• Your assignment: Print the whole listing again exactly as it stands, leaving out any images.

##############################

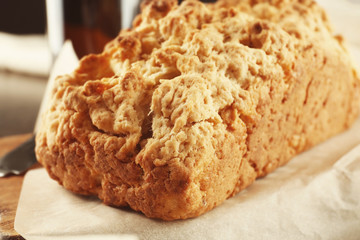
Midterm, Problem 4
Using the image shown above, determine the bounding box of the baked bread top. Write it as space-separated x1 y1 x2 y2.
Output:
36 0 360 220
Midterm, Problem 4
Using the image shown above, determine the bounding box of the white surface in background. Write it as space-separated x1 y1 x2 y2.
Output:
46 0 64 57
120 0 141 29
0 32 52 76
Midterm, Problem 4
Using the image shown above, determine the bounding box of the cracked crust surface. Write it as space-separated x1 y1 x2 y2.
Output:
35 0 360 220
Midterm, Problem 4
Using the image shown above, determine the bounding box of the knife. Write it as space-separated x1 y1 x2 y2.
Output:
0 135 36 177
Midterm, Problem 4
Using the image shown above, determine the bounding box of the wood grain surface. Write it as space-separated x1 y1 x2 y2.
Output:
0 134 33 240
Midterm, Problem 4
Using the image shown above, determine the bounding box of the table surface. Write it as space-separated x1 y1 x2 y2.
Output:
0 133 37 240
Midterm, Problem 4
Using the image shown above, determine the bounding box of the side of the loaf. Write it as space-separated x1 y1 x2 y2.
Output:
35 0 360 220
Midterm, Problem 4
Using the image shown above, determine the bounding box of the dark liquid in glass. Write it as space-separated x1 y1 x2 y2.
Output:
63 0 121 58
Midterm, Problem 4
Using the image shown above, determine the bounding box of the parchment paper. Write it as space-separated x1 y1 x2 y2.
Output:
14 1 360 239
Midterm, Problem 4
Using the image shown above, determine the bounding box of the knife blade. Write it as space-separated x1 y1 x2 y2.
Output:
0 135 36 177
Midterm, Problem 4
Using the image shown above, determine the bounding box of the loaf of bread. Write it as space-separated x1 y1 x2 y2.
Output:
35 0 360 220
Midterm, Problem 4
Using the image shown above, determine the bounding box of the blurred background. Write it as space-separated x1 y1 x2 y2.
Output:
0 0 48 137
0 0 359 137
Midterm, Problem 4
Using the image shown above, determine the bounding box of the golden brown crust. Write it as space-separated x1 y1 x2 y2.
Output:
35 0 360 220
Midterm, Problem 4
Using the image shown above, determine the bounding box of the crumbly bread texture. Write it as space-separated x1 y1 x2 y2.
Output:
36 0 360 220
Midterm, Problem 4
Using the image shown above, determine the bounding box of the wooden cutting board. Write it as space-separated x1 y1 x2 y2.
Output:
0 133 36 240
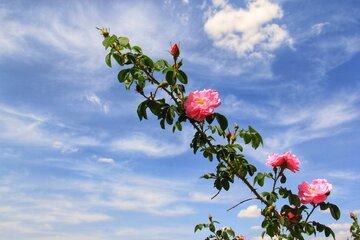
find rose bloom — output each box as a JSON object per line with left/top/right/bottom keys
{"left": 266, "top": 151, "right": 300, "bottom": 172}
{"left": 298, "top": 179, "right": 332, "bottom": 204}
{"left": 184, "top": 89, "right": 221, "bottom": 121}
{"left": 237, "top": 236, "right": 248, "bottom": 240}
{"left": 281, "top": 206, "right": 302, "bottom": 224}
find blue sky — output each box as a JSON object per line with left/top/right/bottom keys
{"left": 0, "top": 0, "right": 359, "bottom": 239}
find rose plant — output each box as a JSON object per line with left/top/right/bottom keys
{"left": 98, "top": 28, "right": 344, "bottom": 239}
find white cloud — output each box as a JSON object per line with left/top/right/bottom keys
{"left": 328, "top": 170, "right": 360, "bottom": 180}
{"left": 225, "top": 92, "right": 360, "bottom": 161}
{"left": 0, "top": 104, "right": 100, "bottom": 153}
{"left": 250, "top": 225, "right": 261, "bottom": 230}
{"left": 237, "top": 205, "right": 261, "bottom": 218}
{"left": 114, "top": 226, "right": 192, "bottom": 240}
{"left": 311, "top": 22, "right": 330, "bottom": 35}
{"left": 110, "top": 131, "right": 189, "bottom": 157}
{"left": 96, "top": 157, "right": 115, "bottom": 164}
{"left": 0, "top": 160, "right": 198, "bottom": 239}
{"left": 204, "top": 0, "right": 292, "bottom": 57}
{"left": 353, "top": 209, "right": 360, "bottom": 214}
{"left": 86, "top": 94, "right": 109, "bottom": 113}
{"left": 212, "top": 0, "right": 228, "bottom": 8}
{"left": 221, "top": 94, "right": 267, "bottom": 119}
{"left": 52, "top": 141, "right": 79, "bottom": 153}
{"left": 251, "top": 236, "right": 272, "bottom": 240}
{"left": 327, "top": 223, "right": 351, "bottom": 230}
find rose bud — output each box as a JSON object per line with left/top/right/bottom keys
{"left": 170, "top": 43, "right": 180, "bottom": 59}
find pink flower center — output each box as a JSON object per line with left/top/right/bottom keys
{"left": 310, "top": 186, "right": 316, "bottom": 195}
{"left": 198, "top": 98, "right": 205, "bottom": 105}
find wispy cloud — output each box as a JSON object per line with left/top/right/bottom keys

##############################

• Response to the task:
Midterm, Problem 4
Using the image shown above, determine the bounding box of the baked bread top. Write it as space-separated x1 y1 x2 y2.
Output:
36 0 360 220
Midterm, Problem 4
Using the image shown above, determine the bounding box of the white surface in background. Write it as space-separated x1 y1 x2 y2.
Output:
46 0 64 57
120 0 141 29
0 32 52 76
Midterm, Problem 4
Using the image shown above, determine the bounding box of the cracked crust surface. Write it as space-separated x1 y1 x2 y2.
Output:
35 0 360 220
Midterm, Problem 4
Using the image shown above, determine the bounding box of the knife. Write it as space-separated x1 y1 x2 y2.
Output:
0 135 36 177
Midterm, Problem 4
Using the image shown above, determine the bounding box of the wood grain surface. Write it as space-separated x1 y1 x2 y2.
Output:
0 134 33 240
Midterm, Problem 4
Using the image shown above, determine the bounding box of the table surface. Write it as space-separated x1 y1 x2 y2.
Output:
0 133 37 240
Midterm, Problem 4
Using the image shown above, determine the bounding box of the side of the loaf. Write it as space-separated x1 y1 x2 y2.
Output:
35 0 360 220
Midterm, Problem 4
Using the image shown above, determine the bounding box of the dark liquid in glass. Write it as space-separated x1 y1 x2 y2.
Output:
63 0 121 58
Midterm, Problem 4
Using the image shown above, determine the bounding box of the parchment paper. Write it as space-separated x1 y1 x2 y2.
Output:
14 1 360 239
Midterm, Problem 4
Using the image shown above, determine the bounding box of the knife blade. Write it as space-separated x1 y1 x2 y2.
Output:
0 135 36 177
Midterm, Problem 4
Using the image shown above, determine the bounding box of the loaf of bread. Write it as space-separated x1 y1 x2 y2.
Output:
35 0 360 220
Midterm, Problem 4
Using the image shown above, determine the bounding box of the blurred background. Write it as space-separated x1 y1 x2 y2.
Output:
0 0 48 137
0 0 359 137
Midterm, Problem 4
Using the image shown above, determine the bounding box of the golden brown crust. Write it as space-separated x1 y1 x2 y2.
Output:
35 0 360 220
Midterm, Problem 4
Using the image shown above, determine the bounding box of the crumbly bread texture. Write it as space-separated x1 y1 x2 y2.
Output:
36 0 360 220
Midterm, Problem 4
Using the image shown above, determine the bounding box of the wooden cutting board. Write it as space-separated x1 y1 x2 y2.
Output:
0 133 36 240
find rose bloom — output each box as a JSON object per line with left/top/right/bottom keys
{"left": 266, "top": 151, "right": 300, "bottom": 172}
{"left": 298, "top": 179, "right": 332, "bottom": 204}
{"left": 184, "top": 89, "right": 221, "bottom": 121}
{"left": 237, "top": 236, "right": 248, "bottom": 240}
{"left": 281, "top": 206, "right": 302, "bottom": 224}
find blue sky — output each box as a JSON object per line with left/top/right/bottom keys
{"left": 0, "top": 0, "right": 359, "bottom": 239}
find rose plant — output each box as a JSON object per line with left/top/right/bottom keys
{"left": 98, "top": 28, "right": 344, "bottom": 239}
find white cloud — output each box as a JSON object per line with left/top/right/bottom keys
{"left": 328, "top": 170, "right": 360, "bottom": 180}
{"left": 225, "top": 92, "right": 360, "bottom": 161}
{"left": 0, "top": 104, "right": 100, "bottom": 153}
{"left": 250, "top": 225, "right": 261, "bottom": 230}
{"left": 237, "top": 205, "right": 261, "bottom": 218}
{"left": 114, "top": 226, "right": 192, "bottom": 240}
{"left": 311, "top": 22, "right": 330, "bottom": 35}
{"left": 110, "top": 131, "right": 189, "bottom": 157}
{"left": 96, "top": 157, "right": 115, "bottom": 164}
{"left": 0, "top": 160, "right": 198, "bottom": 239}
{"left": 204, "top": 0, "right": 292, "bottom": 57}
{"left": 353, "top": 209, "right": 360, "bottom": 214}
{"left": 86, "top": 94, "right": 109, "bottom": 113}
{"left": 212, "top": 0, "right": 228, "bottom": 8}
{"left": 221, "top": 94, "right": 267, "bottom": 119}
{"left": 52, "top": 141, "right": 79, "bottom": 153}
{"left": 251, "top": 236, "right": 272, "bottom": 240}
{"left": 327, "top": 223, "right": 351, "bottom": 230}
find rose bud — output each box as a JSON object per line with left/top/right/bottom keys
{"left": 170, "top": 43, "right": 180, "bottom": 59}
find pink flower center — output each box as a JSON object per line with left/top/right/bottom keys
{"left": 310, "top": 186, "right": 316, "bottom": 195}
{"left": 198, "top": 98, "right": 205, "bottom": 105}
find wispy cloud — output each box as a JSON object per line with left/top/right/bottom keys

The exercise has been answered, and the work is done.